Problems:
1 - In the review of the Henry Irving reminiscences, what role did Bram Stoker hold in relation to Irving?
2 - Write the next few sentences of the review of the Henry Irving reminiscences, picking up after its final sentence.
━━━━━ Text block ━━━━━
December 1906 Vol. VI, No. 70

Arthur Hornblow, Editor

New Dramatic Books


PERSONAL REMINISCENCES OF HENRY IRVING

By Bram Stoker

Two volumes. The Macmillan Company: New York, London, 1906.


In the nature of the case various authoritative books about Henry Irving were to be expected, and no one can speak by better right and with better information than Bram Stoker, Irving's business manager and intimate associate during the entire period of his independent activity. There is much in the pages that is unnecessary for permanent record and some information, particularly of an artistic kind, might have been elaborated, but the volumes are exceedingly interesting and valuable and of a kind that could have been written by Bram Stoker only. The first impression that one gains is of the enormous energy of Irving, his unceasing labor, his earnestness and unsparing lavishness in securing artistic results. Incidental to this was his personal prodigality in the recognition of the services of others, either by way of sentiment or business. While he spared no expense in production the receipts were enormous and, for many years, prosperity was uninterrupted.
━━━━━ Stored records ━━━━━
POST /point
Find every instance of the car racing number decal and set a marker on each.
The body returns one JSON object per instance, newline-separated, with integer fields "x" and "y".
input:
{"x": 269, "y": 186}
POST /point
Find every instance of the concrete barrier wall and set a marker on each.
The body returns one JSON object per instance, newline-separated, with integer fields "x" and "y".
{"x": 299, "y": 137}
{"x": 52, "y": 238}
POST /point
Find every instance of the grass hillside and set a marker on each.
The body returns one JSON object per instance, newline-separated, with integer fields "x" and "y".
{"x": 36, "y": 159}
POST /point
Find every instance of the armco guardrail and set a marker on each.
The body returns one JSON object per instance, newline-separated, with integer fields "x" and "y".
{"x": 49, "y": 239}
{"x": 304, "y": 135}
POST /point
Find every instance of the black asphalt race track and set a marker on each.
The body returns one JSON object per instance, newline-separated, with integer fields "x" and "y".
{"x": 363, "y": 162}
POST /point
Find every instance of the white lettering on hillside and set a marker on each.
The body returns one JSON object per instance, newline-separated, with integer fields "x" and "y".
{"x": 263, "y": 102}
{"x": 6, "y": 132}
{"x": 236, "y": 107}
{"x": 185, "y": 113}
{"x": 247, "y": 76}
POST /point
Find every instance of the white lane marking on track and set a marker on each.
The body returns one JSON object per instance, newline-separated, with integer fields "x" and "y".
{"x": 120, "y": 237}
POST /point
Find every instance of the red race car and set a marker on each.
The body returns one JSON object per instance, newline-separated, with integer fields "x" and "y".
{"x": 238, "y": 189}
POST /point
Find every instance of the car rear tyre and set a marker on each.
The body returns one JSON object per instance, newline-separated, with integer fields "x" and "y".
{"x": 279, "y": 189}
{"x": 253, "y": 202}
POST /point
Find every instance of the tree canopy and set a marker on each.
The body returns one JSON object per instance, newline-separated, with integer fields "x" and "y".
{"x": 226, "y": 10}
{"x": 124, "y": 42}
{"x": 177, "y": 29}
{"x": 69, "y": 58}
━━━━━
Per-task outputs:
1 - He was Irving's business manager and intimate associate during the entire period of his independent activity.

2 -
Mr. Stoker does not give the exact figures of every production, but is explicit about many of them. There was always, of course, much speculation concerning the financial affairs of the great actor. Exact figures were accessible only to Irving and Stoker, the head of no one department seeing the reports from any or at least all of the others. Acknowledgment is made that friends were always ready with money in case of need, but obligations of all kinds were met to the penny. There was no private subsidy. There was one gift of five thousand pounds by the will of Mrs. Brown, a wealthy woman of advanced years, who, from the beginning of his career, manifested a personal interest in the actor that was strengthened by his uninterrupted successes. Stoker tells of a curious incident when this money was paid to Irving. The executors of the will, strangely enough, paid the legacy in bank notes at his room. On being told of this, Stoker opened the safe to deposit the money. Irving had left it in his room. Where? in a hat box that had been left half open as a precaution of safety.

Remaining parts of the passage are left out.